● **Task statement**:
Go through the records below and return each line that has "trunk" in it.

● **Provided data**:
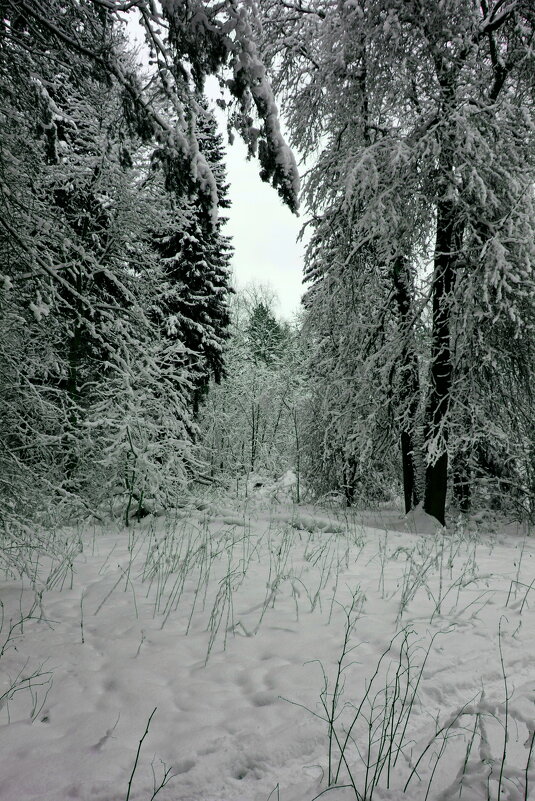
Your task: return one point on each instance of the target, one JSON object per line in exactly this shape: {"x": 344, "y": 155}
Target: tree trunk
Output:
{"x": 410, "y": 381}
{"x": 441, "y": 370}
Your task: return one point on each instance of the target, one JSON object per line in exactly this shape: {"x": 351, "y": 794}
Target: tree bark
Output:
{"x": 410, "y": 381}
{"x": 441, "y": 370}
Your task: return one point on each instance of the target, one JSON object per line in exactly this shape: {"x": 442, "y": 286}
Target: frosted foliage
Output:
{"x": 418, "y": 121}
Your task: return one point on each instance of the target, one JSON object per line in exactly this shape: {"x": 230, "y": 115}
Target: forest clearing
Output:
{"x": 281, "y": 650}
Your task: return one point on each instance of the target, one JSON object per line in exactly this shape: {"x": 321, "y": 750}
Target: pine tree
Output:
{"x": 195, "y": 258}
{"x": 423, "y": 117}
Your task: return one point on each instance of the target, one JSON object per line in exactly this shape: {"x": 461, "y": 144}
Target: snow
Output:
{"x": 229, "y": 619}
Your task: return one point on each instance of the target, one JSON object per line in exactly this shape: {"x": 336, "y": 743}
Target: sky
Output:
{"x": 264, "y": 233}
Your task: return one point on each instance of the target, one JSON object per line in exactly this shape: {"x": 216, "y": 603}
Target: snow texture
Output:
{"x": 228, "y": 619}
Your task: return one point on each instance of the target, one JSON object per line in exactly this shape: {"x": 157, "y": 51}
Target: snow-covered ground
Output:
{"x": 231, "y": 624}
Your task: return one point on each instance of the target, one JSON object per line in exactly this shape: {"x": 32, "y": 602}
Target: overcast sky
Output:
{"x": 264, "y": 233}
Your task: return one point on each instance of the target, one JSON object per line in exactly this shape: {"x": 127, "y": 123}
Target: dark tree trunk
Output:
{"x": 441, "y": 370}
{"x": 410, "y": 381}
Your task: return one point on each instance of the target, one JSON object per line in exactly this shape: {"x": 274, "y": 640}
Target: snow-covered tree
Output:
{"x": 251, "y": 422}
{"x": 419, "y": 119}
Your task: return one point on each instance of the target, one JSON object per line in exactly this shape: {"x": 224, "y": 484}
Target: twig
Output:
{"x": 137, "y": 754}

● **Response area**:
Target: tree trunk
Target: dark tree trunk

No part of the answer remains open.